Your task:
In the following listing, find the lines containing "optional" and report them.

◇ ◇ ◇

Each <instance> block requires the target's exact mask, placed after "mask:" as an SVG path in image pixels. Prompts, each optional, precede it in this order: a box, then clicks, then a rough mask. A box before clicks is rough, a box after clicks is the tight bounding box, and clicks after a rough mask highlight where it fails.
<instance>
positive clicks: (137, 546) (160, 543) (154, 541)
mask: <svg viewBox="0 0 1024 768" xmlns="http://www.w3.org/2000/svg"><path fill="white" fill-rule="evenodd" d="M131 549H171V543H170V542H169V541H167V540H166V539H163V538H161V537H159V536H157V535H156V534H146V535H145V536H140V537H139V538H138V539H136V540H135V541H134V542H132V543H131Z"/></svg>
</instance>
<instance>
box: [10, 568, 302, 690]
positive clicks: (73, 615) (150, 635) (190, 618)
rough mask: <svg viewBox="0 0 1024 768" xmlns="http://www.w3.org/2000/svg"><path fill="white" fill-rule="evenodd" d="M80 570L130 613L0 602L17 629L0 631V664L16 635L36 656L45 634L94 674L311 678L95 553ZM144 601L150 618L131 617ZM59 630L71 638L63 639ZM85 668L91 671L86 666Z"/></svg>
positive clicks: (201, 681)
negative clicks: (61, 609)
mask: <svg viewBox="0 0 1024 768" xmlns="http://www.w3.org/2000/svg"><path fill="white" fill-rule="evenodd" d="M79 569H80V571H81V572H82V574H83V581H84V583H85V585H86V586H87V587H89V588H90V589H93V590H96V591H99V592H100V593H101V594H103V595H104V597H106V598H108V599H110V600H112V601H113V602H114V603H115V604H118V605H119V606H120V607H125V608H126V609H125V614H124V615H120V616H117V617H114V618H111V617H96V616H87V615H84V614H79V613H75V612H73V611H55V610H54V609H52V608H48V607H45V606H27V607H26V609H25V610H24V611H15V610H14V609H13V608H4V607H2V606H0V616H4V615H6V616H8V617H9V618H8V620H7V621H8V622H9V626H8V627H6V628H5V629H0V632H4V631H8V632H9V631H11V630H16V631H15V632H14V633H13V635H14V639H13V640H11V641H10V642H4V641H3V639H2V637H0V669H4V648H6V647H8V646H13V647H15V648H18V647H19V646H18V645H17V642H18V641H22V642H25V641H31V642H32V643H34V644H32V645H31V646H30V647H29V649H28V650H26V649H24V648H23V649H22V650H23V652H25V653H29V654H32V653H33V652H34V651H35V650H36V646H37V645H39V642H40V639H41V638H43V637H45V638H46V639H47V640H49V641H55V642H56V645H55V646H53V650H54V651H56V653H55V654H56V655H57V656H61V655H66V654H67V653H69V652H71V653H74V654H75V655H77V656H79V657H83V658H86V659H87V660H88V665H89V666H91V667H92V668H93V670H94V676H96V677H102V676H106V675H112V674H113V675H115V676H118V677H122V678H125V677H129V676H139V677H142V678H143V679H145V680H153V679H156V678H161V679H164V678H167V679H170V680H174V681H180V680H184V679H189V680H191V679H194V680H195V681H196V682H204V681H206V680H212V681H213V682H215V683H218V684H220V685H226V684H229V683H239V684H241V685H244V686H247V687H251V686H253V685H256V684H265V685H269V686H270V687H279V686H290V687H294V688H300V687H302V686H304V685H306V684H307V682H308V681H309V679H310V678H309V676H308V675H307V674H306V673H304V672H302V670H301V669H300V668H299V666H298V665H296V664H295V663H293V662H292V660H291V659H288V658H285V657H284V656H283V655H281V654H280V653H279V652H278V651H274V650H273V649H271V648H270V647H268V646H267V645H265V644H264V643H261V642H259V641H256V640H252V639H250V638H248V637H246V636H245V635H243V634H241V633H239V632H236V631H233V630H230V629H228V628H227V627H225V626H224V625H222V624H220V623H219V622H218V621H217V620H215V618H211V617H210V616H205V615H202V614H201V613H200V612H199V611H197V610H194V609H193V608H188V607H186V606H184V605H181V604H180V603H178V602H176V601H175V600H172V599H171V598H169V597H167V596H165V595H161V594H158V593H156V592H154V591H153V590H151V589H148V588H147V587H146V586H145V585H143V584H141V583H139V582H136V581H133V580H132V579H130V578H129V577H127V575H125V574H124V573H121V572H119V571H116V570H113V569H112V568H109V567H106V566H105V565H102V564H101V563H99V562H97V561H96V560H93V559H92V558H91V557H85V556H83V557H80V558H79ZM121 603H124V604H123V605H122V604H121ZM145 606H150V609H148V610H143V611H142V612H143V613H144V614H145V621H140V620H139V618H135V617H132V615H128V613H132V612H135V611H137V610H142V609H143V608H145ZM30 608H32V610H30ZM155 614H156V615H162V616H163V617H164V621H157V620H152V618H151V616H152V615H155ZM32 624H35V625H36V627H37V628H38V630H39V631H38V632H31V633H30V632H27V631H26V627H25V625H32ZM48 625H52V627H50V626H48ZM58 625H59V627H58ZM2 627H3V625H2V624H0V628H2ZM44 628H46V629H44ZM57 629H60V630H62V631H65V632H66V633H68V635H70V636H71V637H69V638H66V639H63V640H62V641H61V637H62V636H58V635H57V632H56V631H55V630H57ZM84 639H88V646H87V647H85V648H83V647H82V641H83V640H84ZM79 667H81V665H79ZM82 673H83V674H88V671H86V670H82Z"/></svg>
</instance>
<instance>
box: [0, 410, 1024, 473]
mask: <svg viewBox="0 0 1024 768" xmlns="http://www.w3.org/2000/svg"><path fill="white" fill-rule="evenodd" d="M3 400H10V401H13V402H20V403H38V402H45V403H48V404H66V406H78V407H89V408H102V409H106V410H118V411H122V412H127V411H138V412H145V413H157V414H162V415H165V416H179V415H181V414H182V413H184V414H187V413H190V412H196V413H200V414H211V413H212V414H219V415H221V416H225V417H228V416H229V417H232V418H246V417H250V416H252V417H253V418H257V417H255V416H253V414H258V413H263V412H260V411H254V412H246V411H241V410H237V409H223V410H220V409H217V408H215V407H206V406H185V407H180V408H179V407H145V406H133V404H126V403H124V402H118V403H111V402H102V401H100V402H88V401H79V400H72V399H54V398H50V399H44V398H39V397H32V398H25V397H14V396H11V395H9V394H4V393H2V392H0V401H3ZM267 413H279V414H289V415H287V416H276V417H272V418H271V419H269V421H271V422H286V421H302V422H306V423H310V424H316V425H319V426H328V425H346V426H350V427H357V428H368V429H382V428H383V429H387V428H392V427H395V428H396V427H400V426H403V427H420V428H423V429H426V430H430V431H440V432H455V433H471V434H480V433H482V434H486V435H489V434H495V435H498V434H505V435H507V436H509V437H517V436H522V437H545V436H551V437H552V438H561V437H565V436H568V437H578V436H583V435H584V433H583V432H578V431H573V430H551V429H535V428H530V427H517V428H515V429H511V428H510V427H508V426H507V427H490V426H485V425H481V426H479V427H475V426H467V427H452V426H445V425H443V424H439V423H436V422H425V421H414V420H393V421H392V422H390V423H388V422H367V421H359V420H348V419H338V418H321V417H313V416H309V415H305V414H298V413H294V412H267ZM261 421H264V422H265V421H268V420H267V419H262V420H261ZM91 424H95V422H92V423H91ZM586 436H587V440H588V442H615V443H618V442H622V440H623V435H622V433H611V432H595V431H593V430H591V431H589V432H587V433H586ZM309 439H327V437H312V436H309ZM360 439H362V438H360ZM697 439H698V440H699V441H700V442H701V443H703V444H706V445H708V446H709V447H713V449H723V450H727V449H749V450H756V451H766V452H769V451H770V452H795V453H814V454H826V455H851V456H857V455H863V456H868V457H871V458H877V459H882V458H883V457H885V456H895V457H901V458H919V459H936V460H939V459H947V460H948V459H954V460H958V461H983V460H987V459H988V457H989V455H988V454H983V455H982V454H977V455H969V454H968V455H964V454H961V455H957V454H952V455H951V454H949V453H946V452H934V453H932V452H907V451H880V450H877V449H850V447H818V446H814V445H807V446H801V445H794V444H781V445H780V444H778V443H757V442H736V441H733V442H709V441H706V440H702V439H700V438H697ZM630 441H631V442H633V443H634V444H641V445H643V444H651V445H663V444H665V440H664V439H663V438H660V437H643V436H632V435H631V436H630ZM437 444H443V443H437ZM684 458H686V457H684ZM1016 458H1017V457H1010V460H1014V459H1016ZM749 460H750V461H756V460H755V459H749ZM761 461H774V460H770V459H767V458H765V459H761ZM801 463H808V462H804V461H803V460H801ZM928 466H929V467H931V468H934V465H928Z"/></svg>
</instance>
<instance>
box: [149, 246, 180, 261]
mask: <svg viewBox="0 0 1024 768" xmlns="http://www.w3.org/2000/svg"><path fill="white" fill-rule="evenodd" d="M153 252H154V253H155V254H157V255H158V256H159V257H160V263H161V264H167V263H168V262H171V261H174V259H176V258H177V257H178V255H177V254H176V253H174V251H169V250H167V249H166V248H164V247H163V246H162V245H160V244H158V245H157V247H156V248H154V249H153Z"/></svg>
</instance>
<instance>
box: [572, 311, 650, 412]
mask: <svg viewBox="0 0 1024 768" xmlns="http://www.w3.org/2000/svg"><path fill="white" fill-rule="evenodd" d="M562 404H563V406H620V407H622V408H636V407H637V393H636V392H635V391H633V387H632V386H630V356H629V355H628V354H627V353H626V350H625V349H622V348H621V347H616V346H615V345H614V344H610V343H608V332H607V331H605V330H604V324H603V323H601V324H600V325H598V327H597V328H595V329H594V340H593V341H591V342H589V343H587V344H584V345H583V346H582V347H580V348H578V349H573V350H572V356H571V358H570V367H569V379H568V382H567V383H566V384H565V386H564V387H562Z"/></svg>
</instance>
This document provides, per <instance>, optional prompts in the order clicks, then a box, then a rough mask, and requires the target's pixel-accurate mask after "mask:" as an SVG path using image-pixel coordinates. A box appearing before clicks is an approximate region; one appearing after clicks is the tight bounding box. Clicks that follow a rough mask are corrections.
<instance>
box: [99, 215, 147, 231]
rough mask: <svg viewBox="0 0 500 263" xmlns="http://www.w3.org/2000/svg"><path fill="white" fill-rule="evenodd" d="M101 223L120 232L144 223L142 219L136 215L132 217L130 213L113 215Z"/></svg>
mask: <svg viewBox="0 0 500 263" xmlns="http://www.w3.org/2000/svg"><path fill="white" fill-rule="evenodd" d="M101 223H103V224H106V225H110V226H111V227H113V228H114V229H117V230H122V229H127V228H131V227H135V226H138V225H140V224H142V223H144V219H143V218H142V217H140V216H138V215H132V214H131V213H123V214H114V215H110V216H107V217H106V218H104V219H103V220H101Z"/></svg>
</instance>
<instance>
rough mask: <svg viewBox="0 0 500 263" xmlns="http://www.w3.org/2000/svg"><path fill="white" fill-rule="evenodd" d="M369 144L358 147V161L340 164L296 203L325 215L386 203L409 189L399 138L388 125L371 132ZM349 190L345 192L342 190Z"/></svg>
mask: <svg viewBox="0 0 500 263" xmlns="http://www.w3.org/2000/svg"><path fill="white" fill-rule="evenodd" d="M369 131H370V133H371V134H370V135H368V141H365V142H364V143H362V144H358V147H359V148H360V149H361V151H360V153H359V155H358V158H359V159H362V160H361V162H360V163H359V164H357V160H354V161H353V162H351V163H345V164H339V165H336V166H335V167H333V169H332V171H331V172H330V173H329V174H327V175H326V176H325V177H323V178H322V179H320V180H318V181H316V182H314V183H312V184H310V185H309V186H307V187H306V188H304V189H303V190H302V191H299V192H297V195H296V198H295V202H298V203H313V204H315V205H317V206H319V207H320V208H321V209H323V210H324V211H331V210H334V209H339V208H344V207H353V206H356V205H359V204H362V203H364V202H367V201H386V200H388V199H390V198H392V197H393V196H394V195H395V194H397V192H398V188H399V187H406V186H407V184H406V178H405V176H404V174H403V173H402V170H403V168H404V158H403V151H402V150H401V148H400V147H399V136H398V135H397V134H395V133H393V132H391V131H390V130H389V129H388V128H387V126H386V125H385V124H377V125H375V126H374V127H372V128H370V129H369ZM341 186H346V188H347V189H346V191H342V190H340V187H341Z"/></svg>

◇ ◇ ◇

Output of the task:
Each <instance> block requires the target's exact mask, placed after "mask:" as an SVG path in image pixels. Prompts, each optional, precede it in this order: a box, then clicks, then a rough mask. A box before clicks is rough, a box after clicks is the tight bounding box, and clicks after a rough mask highlight where it fails.
This document provides, per <instance>, optional prompts in the order clicks, then a box, then a rough mask, and requires the target's pixel-accurate mask after "mask:" as an SVG path using image-pixel coordinates. A box appearing before clicks is an approximate region; one appearing after clicks is the tight bounding box. Clicks that follow a rough mask are corrections.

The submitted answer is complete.